## Records for the exercise
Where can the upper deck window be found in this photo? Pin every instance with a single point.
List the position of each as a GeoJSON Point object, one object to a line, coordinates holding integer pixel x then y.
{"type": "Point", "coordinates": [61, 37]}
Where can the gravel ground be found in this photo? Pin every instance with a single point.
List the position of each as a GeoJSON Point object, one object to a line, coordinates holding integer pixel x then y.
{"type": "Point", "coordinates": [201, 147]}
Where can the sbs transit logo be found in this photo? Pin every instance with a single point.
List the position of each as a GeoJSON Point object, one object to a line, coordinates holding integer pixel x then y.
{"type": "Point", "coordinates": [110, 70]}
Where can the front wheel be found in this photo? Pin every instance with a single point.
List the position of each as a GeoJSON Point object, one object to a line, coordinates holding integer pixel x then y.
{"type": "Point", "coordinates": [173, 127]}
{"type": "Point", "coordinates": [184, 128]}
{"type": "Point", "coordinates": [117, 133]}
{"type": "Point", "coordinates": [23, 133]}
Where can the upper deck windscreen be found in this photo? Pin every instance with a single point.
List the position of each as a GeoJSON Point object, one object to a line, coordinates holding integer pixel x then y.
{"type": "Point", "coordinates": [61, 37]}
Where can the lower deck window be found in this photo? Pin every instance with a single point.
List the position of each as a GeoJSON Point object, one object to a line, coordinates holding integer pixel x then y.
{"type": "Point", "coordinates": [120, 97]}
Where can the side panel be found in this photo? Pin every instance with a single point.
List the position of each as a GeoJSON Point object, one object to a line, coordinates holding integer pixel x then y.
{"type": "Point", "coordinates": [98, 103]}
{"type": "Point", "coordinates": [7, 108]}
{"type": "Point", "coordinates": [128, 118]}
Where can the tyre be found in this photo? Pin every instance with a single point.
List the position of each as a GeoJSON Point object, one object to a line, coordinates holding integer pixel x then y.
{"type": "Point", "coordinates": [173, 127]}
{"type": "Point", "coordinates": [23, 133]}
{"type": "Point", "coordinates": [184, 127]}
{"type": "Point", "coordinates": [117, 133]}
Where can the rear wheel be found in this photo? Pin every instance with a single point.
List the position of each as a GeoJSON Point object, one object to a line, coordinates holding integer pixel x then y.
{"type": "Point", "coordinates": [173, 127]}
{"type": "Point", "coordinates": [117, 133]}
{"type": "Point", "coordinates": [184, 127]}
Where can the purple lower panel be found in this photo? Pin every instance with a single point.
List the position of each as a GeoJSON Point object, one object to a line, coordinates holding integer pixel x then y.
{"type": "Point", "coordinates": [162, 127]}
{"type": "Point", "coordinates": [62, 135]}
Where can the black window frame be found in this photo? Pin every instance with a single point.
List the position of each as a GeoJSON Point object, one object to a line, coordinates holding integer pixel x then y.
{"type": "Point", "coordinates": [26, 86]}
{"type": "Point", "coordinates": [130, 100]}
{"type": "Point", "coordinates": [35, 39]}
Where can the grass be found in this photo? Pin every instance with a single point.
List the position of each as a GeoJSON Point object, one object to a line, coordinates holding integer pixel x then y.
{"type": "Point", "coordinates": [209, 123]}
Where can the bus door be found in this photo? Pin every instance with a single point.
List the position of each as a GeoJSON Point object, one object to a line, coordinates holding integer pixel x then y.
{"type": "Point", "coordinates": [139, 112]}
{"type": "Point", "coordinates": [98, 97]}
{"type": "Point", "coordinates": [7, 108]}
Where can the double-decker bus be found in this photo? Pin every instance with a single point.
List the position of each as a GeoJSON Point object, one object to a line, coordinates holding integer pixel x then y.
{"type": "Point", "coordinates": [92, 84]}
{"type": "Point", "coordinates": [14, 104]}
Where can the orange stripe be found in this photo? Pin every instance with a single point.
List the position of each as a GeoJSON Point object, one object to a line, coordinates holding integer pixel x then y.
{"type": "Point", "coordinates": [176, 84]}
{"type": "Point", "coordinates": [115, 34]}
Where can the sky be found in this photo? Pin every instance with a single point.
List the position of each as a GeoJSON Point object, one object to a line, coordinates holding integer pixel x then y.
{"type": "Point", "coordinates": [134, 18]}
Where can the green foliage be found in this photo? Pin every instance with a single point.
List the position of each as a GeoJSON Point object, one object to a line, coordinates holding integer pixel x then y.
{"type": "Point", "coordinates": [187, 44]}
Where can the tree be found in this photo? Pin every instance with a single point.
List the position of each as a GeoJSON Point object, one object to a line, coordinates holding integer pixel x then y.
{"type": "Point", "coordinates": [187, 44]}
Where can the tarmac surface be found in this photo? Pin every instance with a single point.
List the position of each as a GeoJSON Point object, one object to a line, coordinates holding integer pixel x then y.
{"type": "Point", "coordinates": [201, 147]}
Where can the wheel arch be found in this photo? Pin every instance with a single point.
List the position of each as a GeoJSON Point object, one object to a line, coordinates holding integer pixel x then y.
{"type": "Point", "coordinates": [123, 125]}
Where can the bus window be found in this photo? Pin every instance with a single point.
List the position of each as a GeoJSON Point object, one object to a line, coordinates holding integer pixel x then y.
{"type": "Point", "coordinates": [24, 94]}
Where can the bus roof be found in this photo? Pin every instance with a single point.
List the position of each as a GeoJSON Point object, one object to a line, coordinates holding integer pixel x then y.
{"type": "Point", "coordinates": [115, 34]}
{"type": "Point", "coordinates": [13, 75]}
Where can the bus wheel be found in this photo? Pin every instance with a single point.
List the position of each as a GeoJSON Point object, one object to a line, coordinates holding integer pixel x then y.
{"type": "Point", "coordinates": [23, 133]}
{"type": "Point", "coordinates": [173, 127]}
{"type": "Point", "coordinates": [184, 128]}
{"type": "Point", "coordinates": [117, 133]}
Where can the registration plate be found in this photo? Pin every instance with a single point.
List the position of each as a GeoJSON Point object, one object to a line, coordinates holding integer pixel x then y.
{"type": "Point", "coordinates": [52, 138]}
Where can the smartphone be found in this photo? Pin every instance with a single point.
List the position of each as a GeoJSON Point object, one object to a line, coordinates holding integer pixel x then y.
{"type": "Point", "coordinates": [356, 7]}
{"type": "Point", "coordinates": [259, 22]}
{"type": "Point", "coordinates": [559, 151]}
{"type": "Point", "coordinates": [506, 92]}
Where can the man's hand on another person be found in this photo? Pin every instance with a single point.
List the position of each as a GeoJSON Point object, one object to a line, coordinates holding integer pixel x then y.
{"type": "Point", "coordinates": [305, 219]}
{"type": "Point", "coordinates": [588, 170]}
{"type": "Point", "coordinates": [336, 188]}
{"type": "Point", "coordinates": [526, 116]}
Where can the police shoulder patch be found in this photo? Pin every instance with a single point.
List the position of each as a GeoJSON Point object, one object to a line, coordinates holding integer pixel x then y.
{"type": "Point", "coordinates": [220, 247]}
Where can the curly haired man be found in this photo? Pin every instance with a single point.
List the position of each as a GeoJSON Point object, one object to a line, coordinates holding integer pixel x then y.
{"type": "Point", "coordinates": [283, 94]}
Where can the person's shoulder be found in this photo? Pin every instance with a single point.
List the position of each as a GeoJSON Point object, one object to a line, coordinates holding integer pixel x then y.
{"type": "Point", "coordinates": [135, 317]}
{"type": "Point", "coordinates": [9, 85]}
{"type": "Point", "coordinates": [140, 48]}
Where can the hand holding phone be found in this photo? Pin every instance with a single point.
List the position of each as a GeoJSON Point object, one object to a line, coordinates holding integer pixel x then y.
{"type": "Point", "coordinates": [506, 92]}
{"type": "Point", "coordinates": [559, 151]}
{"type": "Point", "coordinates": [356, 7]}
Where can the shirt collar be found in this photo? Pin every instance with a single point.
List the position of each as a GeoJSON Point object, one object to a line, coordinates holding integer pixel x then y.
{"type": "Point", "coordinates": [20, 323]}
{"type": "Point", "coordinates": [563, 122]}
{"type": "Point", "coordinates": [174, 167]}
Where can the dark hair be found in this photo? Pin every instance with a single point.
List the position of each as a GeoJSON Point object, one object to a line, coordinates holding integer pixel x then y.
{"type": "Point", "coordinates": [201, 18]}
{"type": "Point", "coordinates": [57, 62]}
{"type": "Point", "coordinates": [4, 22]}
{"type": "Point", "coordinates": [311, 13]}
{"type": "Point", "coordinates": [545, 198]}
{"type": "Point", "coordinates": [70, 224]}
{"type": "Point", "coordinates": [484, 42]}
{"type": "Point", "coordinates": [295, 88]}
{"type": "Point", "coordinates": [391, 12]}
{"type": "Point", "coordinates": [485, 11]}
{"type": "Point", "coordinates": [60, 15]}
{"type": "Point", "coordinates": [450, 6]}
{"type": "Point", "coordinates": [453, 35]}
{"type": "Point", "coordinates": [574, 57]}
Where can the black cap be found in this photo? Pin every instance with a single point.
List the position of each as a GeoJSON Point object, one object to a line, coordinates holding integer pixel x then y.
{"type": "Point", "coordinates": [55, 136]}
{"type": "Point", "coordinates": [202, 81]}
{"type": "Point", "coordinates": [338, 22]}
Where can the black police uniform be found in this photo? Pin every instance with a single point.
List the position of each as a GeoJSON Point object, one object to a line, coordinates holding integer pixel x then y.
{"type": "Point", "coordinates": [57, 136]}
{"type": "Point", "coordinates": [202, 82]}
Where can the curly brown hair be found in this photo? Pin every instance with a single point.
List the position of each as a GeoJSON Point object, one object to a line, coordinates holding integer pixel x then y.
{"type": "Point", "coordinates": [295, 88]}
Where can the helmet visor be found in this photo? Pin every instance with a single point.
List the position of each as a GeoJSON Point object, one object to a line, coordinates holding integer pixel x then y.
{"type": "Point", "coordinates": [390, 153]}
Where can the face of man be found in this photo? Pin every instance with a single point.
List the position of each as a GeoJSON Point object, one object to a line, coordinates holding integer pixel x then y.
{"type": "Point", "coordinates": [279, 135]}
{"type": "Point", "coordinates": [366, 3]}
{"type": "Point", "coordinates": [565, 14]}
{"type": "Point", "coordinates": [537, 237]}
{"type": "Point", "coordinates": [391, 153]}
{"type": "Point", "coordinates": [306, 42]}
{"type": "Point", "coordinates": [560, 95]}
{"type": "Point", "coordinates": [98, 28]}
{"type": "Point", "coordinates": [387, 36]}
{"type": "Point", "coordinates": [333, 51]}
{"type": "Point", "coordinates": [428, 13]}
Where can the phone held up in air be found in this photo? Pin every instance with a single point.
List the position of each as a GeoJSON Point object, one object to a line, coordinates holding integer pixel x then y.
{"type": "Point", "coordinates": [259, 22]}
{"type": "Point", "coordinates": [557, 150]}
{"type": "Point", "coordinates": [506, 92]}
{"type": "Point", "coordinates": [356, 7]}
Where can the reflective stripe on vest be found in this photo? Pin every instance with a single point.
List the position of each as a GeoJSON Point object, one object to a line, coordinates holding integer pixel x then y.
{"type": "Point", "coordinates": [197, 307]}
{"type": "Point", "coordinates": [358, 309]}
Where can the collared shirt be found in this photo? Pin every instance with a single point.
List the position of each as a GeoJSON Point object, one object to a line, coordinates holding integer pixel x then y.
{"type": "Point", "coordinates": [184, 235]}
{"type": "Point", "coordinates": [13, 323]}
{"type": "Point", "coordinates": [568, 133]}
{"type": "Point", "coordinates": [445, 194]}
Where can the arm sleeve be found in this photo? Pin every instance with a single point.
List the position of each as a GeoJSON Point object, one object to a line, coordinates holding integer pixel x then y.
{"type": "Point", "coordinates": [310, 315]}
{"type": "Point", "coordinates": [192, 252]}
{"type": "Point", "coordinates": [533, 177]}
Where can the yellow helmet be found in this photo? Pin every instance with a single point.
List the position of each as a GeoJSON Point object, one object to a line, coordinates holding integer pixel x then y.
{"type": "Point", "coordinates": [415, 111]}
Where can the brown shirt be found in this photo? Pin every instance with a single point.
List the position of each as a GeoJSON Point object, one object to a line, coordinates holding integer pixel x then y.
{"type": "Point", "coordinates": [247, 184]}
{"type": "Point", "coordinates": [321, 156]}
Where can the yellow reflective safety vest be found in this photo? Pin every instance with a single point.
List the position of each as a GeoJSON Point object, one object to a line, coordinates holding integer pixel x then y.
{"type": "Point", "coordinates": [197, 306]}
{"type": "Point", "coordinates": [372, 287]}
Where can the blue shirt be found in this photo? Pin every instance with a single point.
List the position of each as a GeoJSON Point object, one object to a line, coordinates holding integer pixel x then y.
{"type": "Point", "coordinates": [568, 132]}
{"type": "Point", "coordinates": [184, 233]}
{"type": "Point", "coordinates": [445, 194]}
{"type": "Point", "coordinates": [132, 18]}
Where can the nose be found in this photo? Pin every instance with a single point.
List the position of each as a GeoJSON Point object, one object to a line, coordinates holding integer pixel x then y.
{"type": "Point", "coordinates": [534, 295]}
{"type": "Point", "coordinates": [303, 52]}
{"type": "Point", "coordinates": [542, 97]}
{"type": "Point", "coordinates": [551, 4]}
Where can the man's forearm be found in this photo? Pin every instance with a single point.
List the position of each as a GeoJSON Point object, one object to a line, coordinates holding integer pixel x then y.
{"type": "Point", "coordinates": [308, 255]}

## Task to carry out
Using the entries above, extract exactly the span from the line with "Where can the double-decker" to the line with "Where can the green", both lines included; leave out everything else.

## Solution to this task
Where can the double-decker bus be found in this photo? Pin every instance with a single point.
List the position of each as a GeoJSON Point object, one object to a line, coordinates holding integer pixel x then y.
{"type": "Point", "coordinates": [92, 84]}
{"type": "Point", "coordinates": [14, 104]}
Where can the orange stripe be found in this photo? Pin every instance with a single point.
List the position of each as a GeoJSON Point object, one object to a line, coordinates holding integer pixel x then y.
{"type": "Point", "coordinates": [176, 84]}
{"type": "Point", "coordinates": [115, 34]}
Where can the sky be found in this photo? Pin every instance with a single point.
List the position of each as a GeoJSON Point object, one object to a line, coordinates holding integer pixel x then y.
{"type": "Point", "coordinates": [134, 18]}
Where can the green foliage be found in this photo? Pin every instance with a single point.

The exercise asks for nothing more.